__ASSIGNMENT__.
Look through the records below and give the number of lines holding the string "dark", nothing more.
--
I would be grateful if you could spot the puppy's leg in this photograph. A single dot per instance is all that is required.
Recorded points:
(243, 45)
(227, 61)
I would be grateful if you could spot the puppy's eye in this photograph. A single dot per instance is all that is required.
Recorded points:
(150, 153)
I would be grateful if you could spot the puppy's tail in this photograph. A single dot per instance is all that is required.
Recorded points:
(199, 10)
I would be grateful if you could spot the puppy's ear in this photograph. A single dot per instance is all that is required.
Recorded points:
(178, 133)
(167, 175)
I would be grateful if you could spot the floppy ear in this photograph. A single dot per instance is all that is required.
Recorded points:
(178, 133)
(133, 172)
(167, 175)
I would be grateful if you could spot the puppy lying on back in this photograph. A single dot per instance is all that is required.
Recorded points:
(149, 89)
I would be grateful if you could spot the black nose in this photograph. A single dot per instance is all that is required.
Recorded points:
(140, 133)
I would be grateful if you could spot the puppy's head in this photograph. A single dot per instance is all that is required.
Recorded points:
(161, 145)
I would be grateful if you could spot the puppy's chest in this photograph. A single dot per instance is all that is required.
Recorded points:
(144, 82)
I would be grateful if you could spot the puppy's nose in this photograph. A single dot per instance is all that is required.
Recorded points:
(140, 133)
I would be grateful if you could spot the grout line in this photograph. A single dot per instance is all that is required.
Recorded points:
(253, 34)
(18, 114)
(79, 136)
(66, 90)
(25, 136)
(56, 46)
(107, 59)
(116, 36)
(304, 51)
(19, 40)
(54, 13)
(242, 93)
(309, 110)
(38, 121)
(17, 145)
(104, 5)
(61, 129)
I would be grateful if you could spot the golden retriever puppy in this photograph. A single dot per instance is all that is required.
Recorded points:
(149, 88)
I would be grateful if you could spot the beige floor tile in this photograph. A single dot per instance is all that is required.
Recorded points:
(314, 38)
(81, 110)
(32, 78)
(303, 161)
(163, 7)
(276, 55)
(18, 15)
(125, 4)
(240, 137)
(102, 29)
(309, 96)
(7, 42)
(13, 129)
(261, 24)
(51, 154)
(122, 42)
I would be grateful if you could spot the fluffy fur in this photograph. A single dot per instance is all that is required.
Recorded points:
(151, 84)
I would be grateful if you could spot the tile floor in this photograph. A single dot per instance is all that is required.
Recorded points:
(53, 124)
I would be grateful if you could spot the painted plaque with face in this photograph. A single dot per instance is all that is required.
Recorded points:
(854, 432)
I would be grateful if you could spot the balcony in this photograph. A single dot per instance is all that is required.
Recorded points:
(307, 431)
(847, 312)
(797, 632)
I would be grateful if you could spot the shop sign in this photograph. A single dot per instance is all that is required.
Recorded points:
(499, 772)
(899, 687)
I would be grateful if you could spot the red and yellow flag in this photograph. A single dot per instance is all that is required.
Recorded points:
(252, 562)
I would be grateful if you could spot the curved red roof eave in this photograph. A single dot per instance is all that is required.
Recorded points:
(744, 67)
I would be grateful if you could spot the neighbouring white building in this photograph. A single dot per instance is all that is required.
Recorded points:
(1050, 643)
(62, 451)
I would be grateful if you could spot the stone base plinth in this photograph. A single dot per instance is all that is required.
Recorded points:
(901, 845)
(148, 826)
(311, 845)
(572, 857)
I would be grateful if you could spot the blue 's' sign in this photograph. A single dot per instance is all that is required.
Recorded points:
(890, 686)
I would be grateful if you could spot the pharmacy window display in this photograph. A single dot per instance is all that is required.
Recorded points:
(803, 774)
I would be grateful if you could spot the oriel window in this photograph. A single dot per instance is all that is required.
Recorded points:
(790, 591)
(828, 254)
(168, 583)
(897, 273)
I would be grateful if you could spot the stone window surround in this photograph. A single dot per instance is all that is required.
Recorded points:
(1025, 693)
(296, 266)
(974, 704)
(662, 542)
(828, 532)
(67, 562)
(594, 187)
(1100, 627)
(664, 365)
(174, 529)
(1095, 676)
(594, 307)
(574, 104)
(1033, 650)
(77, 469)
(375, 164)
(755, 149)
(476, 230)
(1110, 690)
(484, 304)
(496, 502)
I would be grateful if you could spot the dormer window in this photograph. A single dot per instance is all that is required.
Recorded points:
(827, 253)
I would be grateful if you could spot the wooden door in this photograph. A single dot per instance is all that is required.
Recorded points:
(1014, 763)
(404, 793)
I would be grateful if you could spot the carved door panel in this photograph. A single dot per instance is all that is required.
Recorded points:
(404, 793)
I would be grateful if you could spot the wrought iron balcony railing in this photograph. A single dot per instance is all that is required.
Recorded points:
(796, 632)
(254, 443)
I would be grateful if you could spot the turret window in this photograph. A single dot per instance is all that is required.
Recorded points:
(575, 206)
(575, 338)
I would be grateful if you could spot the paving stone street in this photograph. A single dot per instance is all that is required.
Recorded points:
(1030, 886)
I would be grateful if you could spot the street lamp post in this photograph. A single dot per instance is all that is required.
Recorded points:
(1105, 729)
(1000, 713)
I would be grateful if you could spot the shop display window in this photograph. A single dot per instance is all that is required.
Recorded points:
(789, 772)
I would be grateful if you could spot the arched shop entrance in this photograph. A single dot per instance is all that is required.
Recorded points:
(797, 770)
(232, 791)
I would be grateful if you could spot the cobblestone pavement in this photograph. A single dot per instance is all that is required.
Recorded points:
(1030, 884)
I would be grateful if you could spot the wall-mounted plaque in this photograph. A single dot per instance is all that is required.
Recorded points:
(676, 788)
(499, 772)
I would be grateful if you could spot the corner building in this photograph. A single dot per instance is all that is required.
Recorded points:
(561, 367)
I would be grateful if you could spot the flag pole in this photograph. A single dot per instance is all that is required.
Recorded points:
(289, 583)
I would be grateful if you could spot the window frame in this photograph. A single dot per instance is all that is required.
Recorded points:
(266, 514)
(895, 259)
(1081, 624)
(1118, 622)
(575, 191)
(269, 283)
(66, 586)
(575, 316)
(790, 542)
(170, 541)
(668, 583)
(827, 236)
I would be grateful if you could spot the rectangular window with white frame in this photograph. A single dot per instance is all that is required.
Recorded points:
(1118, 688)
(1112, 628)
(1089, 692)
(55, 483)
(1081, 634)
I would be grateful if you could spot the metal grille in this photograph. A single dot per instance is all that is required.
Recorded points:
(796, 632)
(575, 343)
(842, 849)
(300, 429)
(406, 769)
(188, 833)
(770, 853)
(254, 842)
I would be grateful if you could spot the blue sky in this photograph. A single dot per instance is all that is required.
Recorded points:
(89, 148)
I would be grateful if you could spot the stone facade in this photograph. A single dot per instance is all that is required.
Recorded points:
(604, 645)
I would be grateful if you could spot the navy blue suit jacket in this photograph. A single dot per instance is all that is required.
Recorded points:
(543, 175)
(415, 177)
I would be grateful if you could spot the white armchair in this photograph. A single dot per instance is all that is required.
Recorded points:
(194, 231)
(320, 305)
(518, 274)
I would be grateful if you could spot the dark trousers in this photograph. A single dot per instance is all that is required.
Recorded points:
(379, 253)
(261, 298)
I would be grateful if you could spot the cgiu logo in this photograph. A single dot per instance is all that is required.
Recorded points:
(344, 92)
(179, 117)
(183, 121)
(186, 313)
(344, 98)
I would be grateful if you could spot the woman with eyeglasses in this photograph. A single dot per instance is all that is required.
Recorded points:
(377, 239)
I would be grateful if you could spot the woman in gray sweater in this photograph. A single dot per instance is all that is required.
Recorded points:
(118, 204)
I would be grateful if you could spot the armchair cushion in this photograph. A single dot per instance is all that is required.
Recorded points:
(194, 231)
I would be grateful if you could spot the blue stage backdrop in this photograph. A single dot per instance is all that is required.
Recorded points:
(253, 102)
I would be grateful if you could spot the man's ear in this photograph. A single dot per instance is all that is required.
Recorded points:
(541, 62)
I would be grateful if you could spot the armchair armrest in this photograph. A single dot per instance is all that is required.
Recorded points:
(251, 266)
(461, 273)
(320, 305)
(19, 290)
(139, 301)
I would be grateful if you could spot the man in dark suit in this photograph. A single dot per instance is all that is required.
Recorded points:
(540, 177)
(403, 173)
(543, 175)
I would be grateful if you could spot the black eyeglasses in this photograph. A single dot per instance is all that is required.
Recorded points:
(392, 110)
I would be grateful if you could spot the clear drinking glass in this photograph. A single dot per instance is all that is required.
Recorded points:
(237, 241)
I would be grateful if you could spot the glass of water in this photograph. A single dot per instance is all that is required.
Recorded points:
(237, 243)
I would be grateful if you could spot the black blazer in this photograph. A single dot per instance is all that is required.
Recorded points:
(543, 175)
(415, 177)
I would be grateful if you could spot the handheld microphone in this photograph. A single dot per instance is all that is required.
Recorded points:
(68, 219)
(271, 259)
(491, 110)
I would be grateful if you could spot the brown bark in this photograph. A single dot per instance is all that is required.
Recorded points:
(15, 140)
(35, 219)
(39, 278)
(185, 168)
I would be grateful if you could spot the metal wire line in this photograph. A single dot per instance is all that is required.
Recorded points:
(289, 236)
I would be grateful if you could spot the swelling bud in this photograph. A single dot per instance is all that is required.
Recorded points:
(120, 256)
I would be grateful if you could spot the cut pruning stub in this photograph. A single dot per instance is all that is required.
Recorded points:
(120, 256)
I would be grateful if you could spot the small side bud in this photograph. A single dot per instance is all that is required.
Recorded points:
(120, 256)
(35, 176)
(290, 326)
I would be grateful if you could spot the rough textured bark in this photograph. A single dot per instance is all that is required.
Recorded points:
--
__SOLUTION BELOW__.
2